GIVEN INSTRUCTION = Update the listing below by changing every "Locate" to "Mark" and leaving everything else unchanged. Omit the pictures from your output.

LISTED RECORDS =
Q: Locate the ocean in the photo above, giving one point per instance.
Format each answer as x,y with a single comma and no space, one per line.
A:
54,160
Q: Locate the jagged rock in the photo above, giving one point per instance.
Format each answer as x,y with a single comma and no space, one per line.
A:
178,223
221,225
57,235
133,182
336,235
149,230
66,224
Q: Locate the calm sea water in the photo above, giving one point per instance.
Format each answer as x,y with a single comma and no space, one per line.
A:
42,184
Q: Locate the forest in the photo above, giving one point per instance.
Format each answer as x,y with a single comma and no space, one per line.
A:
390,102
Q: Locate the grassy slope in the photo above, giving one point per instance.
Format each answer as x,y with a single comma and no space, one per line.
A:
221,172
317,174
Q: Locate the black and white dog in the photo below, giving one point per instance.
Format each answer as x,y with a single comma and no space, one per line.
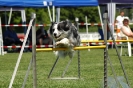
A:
65,35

TASK RESPONSE =
Q: Mark the ocean in the photo above, giving one point per instance.
Format each answer as x,y with a single comma and no space, one per line.
A:
54,160
Q: Mark the jagged rock in the photo above, giving one point per instance.
Format each answer as x,y with a single comma and no space, one per line.
A:
178,223
221,225
57,235
133,182
336,235
149,230
66,224
Q: Mark the calm sea water in the photo above, giving one point per instance.
Format each answer as x,y with a single comma and no space, one per line.
A:
42,184
Q: Mark the forest in the photo above, giving one point per instance.
Format each answer as x,y with a single comma and no space, one per line.
A:
390,102
Q: Mark the grassy slope in the photo above, giving one point per instance.
Format each answer as x,y with a single comma and no space, one per line.
A:
221,172
317,174
Q: Mark the black and white dog in the photo below, giving one point per instance.
Format each answer as x,y with a single comma and no space, one per line.
A:
65,35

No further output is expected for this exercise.